Problem: Using the data below, please return every line exactly as given.

Entries shown:
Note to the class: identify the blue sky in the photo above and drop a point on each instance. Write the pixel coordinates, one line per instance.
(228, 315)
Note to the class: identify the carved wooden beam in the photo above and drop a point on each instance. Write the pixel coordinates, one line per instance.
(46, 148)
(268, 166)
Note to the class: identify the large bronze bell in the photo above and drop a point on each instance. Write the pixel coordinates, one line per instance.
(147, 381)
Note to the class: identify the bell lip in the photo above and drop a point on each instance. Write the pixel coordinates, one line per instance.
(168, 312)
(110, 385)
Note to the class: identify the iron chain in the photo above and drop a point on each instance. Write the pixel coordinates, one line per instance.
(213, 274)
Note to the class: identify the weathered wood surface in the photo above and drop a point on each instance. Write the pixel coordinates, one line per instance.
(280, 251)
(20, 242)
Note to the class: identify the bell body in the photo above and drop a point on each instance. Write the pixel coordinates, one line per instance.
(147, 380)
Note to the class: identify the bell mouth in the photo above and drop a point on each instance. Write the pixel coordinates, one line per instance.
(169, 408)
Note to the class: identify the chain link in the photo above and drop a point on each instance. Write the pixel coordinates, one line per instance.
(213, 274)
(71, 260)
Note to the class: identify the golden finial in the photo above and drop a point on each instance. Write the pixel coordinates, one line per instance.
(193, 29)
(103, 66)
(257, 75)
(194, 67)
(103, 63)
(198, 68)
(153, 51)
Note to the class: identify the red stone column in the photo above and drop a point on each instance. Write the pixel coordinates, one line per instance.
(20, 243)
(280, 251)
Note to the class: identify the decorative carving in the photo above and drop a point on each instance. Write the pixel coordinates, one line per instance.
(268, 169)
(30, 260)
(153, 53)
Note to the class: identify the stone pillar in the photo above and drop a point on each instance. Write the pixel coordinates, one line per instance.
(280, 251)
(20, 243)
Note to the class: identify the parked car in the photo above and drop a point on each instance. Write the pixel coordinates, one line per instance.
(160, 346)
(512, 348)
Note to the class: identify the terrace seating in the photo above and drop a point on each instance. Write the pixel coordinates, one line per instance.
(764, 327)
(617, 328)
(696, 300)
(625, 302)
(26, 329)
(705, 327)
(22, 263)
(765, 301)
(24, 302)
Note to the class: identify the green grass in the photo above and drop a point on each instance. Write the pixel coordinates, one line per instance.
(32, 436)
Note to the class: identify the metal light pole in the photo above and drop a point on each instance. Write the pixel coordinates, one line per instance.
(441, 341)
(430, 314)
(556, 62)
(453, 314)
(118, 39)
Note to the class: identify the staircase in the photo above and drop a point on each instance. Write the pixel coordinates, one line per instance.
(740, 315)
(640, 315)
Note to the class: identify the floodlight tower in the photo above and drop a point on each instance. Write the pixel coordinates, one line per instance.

Answer:
Note to the class: identify the blue sky in the photo above and drop a point on each instance. Write the pixel coordinates, one line per instance.
(228, 315)
Note to the class: identify the carved wooden beam in the photo above and drop a point on each instance. Write the pixel coordinates, one line per instance.
(46, 148)
(268, 166)
Note to the class: identify the large bronze bell in the photo above and drop a point on each instance. Write the pixel coordinates, one line per instance.
(147, 381)
Note to the class: identify the bell lip in the photo above and drop a point on each instance. Write the pixel coordinates, one line per instance.
(168, 312)
(110, 385)
Note to the class: identify the iron chain in the photo above and drop a point on each instance. Write the pixel coordinates, one line per instance.
(213, 274)
Note to the class: identify the weathered wood surface in the photo above and drop a point on each instance. Write the pixel coordinates, one line per instance.
(280, 251)
(20, 242)
Note to the class: identify the bell body in the photo above and drop a point on each instance. Write the pixel coordinates, one line per instance.
(147, 380)
Note to the class: identify the bell mouth in the photo above and drop a point on each instance. Write the pixel coordinates, one line per instance.
(169, 408)
Note to the class: identify the chain link in the photo above and drop a point on each instance. Write the pixel coordinates, one line per instance.
(213, 274)
(71, 260)
Note to the class: identify the golden finial in the photo above and drop a point on each instance. Write the pixel coordinates, one line per instance.
(193, 29)
(103, 66)
(257, 75)
(194, 67)
(103, 63)
(198, 68)
(153, 51)
Note to the class: identify the red stone column in the photo above and drop a point on each instance. Write the pixel coordinates, one line per instance.
(20, 243)
(280, 251)
Note to the class: identify the decorative carving in the photo above and drop a point on each instance. Write the pixel coordinates, one line per instance.
(268, 169)
(30, 260)
(153, 53)
Note to the class: identify the stone pillar in the photo above and drop a point on each instance. Write the pixel coordinates, one line per instance.
(280, 251)
(20, 243)
Note to the class: identify the parked car in the photo above and drop a point on each instance. Write the pixel coordinates, one line per instance.
(160, 346)
(512, 348)
Note to the class: identify the terrace seating in the photo above and drop a point on each instance. Write the pixel coordinates, one line per instance.
(764, 327)
(617, 328)
(696, 300)
(625, 302)
(26, 329)
(705, 327)
(22, 263)
(765, 301)
(24, 302)
Note to the class: identify the green grass in the photo above and drop a point on each instance. Write the pixel coordinates, one line per instance.
(32, 436)
Note to the class: identify the metal light pole in the photo above and drop a point on each instance. Write the pixel coordinates, one line per instance.
(441, 341)
(430, 314)
(556, 62)
(453, 314)
(118, 39)
Note to the class: identify the staircase in the photo above and drop a point on each instance. Write the pixel coordinates, one line per instance.
(740, 315)
(640, 315)
Note to the class: identify the floodlight tower in the photo above and drop a point on each instance. Write the pixel coordinates, one line per instance.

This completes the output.